• **Task goal**
Rewrite the entries starting at the first one and ending at the line that contains "point(71, 230)", changing "dark rock in water" to "dark stone in water" and leaving everything else untouched.

• **Supplied records**

··········

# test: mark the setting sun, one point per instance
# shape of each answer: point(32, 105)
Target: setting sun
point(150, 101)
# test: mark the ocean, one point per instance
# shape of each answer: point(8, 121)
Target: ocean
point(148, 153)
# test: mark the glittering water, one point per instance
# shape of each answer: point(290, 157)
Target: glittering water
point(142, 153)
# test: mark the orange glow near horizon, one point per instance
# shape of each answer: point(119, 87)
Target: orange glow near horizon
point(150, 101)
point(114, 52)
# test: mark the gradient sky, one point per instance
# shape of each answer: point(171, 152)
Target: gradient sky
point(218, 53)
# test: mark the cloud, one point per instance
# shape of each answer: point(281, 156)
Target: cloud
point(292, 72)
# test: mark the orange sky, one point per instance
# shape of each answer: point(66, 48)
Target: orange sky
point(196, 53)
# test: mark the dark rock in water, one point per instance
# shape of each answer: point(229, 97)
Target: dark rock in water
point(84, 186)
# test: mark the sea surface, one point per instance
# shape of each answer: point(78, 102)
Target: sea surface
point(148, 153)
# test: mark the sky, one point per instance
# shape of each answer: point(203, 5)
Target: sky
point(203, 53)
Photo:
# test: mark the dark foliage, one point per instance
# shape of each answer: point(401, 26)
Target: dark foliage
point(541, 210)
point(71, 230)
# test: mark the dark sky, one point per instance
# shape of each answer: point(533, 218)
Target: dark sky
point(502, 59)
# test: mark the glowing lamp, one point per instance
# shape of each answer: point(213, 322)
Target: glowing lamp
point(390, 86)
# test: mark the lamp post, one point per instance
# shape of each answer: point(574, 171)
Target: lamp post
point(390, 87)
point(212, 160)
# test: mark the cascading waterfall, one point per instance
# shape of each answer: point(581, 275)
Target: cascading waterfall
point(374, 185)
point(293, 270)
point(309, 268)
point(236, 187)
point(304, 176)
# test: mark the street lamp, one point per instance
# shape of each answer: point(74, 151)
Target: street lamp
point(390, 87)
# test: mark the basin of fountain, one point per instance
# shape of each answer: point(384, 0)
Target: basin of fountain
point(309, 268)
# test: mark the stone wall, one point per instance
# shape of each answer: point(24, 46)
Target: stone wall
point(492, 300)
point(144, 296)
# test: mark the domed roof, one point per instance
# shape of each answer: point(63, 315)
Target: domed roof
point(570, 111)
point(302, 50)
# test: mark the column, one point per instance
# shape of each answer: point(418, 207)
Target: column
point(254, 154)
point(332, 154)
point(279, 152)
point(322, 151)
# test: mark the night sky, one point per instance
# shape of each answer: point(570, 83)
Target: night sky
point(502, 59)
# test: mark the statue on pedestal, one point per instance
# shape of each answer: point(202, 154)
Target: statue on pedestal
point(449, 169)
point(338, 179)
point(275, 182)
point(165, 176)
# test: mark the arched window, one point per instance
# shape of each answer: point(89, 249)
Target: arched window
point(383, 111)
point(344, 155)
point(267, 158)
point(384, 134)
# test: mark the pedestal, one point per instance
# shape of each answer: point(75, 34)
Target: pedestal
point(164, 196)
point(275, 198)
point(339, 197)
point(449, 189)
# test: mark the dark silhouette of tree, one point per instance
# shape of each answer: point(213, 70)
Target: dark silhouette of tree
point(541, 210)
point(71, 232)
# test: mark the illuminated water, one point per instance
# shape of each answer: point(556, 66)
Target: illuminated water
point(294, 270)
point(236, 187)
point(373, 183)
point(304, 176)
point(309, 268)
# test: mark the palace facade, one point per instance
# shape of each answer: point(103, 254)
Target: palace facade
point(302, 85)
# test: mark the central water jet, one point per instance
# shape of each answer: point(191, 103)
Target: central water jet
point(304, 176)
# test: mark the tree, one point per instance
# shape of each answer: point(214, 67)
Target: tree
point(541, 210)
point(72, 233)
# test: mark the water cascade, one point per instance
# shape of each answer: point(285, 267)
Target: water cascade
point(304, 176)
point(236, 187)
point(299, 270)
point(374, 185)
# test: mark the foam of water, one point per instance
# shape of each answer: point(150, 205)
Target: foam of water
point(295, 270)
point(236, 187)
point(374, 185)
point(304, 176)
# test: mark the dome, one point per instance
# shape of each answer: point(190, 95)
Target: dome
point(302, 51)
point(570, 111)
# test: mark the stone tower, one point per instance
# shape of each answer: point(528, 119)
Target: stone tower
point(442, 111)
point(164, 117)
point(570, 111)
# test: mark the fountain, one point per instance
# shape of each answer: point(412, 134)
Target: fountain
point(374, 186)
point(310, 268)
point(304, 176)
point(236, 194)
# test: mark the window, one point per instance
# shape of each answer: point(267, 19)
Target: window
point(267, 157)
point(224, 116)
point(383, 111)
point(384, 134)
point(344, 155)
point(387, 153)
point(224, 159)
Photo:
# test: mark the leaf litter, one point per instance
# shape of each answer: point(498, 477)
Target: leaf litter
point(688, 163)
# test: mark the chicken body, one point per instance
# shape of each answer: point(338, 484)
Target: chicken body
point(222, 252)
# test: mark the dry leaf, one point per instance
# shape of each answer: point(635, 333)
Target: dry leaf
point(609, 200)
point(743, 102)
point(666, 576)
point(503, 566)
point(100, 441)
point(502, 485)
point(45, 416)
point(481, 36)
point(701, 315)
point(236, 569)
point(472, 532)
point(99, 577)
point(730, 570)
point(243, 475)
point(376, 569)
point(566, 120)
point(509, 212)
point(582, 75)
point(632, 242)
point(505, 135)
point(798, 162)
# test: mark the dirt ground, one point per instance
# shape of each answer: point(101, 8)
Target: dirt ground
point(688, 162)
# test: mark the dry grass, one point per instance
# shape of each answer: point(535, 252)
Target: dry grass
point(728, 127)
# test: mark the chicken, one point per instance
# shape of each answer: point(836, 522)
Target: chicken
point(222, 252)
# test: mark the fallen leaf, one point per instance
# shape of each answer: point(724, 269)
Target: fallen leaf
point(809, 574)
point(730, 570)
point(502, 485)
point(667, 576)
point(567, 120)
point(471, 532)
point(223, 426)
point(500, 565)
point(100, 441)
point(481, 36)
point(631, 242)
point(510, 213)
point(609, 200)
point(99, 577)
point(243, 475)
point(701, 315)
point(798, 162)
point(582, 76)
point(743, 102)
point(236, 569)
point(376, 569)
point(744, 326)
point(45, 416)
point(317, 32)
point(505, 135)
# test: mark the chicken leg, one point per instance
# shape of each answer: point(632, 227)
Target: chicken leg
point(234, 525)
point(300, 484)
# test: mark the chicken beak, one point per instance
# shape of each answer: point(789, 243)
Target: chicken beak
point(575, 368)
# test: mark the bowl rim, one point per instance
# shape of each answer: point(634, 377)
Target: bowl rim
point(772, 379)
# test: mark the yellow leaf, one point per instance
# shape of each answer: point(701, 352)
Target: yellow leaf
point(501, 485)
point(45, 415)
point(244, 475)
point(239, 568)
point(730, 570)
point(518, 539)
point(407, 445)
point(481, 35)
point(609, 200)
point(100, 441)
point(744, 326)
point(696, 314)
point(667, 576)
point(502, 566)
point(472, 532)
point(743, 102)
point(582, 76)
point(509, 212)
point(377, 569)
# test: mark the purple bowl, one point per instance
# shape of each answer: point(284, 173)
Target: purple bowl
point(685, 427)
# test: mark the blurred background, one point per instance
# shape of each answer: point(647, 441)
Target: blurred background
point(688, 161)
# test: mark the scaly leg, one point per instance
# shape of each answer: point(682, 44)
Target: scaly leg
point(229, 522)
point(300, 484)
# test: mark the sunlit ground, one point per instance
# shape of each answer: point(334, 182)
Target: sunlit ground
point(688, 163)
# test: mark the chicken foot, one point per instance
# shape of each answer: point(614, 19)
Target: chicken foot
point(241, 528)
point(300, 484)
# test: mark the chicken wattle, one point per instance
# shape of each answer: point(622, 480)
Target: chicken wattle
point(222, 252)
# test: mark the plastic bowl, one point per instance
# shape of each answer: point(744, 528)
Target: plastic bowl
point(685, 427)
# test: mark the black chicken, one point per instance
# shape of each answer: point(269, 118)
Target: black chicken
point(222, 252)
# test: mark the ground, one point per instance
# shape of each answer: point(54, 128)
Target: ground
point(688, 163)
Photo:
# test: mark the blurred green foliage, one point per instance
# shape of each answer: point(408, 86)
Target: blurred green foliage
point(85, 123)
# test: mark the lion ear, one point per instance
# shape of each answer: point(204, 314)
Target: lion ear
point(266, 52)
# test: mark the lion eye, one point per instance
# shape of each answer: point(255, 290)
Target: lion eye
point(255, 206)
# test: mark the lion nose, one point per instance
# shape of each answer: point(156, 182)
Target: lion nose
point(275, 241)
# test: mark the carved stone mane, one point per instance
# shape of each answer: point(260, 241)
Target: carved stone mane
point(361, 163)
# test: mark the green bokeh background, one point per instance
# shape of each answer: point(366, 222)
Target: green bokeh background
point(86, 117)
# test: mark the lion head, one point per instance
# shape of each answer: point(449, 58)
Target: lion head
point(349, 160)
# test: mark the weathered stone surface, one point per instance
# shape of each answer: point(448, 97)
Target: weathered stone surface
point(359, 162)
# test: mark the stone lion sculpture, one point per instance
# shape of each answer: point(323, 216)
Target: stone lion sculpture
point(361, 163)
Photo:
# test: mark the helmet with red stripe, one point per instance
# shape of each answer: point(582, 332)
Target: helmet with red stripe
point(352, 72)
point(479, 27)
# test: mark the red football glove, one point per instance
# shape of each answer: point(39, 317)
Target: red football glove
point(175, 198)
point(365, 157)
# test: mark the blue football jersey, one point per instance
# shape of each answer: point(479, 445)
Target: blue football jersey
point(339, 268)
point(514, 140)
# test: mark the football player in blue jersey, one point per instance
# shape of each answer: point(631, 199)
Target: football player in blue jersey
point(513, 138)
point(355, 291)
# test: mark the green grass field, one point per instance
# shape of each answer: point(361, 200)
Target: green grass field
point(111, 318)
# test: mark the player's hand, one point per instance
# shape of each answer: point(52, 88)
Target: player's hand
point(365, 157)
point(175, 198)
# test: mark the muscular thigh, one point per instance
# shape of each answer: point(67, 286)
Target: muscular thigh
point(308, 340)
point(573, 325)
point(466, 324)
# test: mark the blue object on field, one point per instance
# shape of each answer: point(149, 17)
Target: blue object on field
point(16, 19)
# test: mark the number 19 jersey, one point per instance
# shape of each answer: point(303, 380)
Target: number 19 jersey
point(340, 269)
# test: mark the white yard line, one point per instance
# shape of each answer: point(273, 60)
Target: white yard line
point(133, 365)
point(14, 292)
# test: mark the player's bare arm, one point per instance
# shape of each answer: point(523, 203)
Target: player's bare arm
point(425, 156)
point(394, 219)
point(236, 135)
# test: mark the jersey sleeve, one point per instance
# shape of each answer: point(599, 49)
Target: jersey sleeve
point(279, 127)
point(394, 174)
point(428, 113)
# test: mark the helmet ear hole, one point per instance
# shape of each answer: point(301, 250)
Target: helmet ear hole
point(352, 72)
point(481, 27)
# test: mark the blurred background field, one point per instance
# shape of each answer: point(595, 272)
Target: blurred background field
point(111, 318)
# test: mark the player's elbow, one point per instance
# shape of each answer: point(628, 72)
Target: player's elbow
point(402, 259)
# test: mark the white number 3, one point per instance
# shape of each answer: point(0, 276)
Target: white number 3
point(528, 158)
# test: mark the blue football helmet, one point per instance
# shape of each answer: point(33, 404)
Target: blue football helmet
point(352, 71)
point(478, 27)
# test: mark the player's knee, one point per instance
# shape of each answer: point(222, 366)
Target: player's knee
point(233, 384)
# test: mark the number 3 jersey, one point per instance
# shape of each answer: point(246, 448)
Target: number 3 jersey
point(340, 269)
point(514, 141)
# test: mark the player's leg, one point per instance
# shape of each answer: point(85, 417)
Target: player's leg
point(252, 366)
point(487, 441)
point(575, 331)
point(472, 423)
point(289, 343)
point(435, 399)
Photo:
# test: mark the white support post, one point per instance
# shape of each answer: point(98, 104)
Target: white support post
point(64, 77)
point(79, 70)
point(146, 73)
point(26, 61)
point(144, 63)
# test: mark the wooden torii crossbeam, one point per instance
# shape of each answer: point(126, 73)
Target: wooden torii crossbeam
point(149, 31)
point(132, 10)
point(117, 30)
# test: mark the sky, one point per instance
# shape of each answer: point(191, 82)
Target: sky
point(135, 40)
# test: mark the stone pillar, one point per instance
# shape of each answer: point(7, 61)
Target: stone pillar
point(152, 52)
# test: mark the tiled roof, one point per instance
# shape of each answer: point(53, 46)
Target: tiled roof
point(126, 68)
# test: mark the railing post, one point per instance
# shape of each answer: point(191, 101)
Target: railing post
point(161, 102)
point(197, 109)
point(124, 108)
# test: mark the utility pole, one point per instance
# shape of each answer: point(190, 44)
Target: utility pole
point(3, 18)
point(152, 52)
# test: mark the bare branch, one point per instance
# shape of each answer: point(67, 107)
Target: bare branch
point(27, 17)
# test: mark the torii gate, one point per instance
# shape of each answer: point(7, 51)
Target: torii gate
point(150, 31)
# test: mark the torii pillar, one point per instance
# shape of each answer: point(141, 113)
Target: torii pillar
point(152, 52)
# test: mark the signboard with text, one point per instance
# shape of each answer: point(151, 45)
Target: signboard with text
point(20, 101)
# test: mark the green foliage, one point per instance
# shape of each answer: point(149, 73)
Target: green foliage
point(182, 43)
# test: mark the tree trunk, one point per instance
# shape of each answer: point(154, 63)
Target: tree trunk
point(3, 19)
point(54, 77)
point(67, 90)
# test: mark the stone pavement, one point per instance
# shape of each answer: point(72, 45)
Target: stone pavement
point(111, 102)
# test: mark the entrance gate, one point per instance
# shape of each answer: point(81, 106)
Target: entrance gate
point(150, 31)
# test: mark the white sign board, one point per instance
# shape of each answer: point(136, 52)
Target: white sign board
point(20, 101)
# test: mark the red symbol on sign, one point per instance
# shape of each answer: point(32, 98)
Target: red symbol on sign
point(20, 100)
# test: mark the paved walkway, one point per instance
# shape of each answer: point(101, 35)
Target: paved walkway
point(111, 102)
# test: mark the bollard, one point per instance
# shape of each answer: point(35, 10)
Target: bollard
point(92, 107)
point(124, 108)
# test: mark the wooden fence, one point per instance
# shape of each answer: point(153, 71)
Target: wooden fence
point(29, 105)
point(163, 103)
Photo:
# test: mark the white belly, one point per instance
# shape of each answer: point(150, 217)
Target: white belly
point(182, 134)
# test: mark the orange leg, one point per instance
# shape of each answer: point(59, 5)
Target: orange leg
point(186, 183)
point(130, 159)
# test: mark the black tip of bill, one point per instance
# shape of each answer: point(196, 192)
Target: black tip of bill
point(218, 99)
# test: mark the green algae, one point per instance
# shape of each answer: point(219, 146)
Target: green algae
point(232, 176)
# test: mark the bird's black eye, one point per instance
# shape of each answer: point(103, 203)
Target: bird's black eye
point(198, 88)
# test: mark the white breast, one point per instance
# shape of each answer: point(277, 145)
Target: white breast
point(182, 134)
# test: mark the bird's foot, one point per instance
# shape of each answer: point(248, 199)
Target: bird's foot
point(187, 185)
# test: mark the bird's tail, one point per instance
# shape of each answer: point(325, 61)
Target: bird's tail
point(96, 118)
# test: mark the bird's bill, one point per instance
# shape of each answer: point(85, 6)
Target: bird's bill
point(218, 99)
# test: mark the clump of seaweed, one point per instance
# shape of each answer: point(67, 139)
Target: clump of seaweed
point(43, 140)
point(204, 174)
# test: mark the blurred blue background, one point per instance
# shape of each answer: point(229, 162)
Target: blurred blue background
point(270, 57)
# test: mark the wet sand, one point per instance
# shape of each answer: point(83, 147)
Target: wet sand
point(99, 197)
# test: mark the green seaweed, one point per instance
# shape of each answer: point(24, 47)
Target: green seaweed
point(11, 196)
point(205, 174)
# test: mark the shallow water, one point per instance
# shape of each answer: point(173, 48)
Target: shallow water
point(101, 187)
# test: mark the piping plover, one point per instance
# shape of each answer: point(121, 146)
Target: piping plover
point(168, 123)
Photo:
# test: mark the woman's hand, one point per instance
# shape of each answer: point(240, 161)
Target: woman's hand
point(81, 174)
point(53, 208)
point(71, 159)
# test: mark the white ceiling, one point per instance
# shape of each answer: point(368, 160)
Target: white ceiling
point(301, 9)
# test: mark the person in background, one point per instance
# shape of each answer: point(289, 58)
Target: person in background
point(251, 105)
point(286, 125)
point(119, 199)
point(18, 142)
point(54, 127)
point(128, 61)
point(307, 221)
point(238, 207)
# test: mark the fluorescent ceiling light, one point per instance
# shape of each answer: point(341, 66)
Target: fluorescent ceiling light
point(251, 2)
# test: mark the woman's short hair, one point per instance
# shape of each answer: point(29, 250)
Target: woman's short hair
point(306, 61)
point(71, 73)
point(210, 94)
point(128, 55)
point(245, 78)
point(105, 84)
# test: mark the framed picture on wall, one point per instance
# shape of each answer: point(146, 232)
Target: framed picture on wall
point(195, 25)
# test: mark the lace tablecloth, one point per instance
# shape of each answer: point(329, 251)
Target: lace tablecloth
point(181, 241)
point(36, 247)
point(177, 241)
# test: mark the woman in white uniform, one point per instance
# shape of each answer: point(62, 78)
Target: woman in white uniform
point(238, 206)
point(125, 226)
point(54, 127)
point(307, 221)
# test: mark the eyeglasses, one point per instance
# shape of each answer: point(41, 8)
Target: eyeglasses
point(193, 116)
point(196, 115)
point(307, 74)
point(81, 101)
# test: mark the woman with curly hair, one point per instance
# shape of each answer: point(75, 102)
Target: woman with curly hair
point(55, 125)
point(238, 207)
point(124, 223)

··········

• **Expected answer**
# test: mark the setting sun, one point per instance
# shape of each answer: point(32, 105)
Target: setting sun
point(150, 101)
# test: mark the ocean, one point per instance
# shape of each answer: point(8, 121)
Target: ocean
point(148, 153)
# test: mark the glittering water, one point per instance
# shape of each answer: point(290, 157)
Target: glittering water
point(142, 153)
# test: mark the orange glow near horizon, one point per instance
# shape of each answer: point(119, 87)
Target: orange glow near horizon
point(150, 101)
point(114, 52)
# test: mark the gradient sky, one point per instance
# shape of each answer: point(171, 152)
Target: gradient sky
point(218, 53)
# test: mark the cloud, one point per instance
# shape of each answer: point(281, 156)
Target: cloud
point(292, 72)
# test: mark the orange sky, one point per instance
# shape of each answer: point(66, 48)
Target: orange sky
point(196, 53)
# test: mark the dark stone in water, one point per instance
# shape of each answer: point(229, 97)
Target: dark stone in water
point(84, 186)
# test: mark the sea surface, one point per instance
# shape of each answer: point(78, 102)
Target: sea surface
point(148, 153)
# test: mark the sky, one point per instance
# shape of each answer: point(203, 5)
Target: sky
point(203, 53)
Photo:
# test: mark the dark foliage, one point per instance
# shape of each answer: point(401, 26)
Target: dark foliage
point(541, 210)
point(71, 230)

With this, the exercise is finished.